WRITTEN PROBLEM
In the items below, how many lines contain the string "cabinet", counting only matches with the same case? Give only the number.

(Data listing)

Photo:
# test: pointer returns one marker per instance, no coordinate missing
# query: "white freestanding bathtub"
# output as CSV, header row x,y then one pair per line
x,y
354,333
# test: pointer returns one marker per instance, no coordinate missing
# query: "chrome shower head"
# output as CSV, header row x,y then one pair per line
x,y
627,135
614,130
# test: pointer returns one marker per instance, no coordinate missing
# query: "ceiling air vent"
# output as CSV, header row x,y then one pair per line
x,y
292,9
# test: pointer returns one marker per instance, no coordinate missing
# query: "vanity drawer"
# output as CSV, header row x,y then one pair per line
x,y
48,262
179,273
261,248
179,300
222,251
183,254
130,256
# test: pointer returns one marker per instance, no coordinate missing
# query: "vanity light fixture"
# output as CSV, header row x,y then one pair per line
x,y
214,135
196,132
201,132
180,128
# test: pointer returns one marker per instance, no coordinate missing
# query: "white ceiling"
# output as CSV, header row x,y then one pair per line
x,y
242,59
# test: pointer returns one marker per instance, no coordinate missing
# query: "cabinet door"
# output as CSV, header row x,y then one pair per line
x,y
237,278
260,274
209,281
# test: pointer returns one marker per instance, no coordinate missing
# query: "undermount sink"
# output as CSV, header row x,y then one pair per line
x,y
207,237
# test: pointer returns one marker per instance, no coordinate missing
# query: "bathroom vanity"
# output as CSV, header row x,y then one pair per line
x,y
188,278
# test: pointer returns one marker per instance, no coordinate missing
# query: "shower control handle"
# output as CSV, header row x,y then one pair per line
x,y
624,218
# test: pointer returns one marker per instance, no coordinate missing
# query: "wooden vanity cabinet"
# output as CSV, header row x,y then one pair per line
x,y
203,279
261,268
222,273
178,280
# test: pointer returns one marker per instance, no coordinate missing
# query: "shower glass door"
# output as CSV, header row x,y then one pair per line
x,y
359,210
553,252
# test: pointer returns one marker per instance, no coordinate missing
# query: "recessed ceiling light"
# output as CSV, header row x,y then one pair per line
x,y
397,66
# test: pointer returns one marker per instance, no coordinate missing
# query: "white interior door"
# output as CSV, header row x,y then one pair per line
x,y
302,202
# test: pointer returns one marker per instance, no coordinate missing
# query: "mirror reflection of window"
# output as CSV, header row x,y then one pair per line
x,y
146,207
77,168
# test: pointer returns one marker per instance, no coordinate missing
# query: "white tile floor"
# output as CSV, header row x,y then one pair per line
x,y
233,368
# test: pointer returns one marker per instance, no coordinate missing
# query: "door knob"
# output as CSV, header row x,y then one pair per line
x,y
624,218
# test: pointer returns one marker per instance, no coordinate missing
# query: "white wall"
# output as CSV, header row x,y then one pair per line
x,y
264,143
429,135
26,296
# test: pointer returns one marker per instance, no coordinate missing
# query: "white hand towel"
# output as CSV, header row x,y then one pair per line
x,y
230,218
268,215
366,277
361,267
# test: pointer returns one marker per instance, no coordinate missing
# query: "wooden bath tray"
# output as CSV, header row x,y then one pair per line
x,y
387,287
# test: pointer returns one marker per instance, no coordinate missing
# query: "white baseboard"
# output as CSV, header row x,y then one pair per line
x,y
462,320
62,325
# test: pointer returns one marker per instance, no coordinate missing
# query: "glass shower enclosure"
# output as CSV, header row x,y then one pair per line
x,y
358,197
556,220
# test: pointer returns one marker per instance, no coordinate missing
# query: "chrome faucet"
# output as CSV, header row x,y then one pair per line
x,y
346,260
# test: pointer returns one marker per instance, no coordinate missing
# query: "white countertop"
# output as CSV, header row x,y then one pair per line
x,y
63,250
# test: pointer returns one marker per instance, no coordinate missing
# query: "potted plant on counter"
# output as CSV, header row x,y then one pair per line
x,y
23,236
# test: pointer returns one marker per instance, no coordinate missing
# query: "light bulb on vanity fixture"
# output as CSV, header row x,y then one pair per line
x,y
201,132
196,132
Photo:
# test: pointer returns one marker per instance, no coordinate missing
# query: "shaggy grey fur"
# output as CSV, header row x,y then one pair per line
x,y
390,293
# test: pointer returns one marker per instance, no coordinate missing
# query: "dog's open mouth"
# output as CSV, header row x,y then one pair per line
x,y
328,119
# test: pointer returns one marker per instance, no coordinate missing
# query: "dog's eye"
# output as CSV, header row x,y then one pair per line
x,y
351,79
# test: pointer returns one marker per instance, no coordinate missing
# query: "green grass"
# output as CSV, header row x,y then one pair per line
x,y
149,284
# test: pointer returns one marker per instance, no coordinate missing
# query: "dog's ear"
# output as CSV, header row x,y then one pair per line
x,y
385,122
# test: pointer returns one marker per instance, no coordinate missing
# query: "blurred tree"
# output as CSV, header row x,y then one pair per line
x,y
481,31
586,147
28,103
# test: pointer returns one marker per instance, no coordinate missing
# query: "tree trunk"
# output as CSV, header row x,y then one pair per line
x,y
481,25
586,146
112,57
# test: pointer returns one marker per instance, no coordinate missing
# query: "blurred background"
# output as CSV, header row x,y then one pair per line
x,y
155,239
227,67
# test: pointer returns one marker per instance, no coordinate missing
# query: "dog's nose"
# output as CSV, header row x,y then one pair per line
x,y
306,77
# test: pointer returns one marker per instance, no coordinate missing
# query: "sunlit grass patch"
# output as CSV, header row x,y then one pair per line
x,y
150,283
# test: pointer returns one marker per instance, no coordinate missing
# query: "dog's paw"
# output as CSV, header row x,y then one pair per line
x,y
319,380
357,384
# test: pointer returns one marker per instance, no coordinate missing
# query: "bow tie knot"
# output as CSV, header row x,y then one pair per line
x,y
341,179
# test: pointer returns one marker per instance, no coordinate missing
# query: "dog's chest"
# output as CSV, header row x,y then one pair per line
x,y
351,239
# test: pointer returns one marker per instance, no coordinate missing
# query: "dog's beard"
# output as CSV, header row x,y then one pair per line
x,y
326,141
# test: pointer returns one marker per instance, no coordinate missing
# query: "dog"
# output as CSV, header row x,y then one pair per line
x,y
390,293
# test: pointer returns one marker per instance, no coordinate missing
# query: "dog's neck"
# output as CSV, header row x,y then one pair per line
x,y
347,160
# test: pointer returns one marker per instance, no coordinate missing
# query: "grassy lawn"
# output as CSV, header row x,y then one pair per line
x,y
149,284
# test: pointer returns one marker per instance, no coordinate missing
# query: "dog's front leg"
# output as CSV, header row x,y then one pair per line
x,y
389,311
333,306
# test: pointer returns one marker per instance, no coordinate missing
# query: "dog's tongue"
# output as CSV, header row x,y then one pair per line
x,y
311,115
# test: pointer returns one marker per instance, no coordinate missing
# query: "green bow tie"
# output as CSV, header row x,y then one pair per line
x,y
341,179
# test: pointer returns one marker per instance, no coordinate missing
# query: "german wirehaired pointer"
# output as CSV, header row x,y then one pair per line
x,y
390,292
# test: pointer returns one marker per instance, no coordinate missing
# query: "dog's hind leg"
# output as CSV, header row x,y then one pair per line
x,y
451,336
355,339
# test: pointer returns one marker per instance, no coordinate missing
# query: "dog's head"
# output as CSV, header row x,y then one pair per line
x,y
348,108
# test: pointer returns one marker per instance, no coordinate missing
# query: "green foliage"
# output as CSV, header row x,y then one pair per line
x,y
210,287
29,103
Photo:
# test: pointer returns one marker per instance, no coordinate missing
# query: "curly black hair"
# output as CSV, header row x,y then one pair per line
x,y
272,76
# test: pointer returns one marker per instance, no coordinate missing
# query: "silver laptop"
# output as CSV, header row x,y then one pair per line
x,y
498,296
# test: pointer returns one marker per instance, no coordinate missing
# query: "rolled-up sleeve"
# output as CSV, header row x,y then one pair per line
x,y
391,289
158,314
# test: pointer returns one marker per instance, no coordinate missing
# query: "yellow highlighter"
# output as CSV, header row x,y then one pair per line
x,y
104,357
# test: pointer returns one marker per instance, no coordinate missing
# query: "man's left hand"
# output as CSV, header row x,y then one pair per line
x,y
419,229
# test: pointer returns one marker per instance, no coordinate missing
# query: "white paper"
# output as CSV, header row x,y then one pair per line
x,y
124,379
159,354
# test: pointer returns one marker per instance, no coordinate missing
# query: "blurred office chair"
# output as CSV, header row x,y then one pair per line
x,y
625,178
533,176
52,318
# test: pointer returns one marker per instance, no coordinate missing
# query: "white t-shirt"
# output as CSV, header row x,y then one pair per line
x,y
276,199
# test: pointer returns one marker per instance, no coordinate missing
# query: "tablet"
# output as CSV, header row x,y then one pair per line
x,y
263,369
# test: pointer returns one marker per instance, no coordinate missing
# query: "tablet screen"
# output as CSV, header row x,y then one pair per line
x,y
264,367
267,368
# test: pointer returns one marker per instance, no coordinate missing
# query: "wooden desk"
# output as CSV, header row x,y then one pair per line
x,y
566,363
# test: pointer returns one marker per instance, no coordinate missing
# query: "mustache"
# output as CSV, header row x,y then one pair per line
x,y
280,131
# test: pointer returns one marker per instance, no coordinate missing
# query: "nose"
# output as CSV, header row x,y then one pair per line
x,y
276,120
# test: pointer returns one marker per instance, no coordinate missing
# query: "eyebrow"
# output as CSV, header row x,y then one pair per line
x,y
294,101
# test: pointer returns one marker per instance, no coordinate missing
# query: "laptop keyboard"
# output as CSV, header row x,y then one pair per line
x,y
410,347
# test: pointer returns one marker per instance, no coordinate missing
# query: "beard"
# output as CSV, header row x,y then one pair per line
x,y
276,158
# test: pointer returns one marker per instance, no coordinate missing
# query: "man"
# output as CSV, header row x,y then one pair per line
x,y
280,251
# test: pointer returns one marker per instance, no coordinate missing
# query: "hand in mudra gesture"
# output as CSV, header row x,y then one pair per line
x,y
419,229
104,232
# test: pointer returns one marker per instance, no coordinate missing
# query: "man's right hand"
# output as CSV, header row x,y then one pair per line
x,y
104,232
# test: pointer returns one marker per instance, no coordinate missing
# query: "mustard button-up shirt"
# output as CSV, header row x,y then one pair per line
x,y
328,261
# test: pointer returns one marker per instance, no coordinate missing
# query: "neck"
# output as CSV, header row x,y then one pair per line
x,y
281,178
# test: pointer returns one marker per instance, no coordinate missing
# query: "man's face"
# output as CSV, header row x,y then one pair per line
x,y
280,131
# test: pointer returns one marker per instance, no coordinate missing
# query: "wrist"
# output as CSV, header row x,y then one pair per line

EXERCISE OUTPUT
2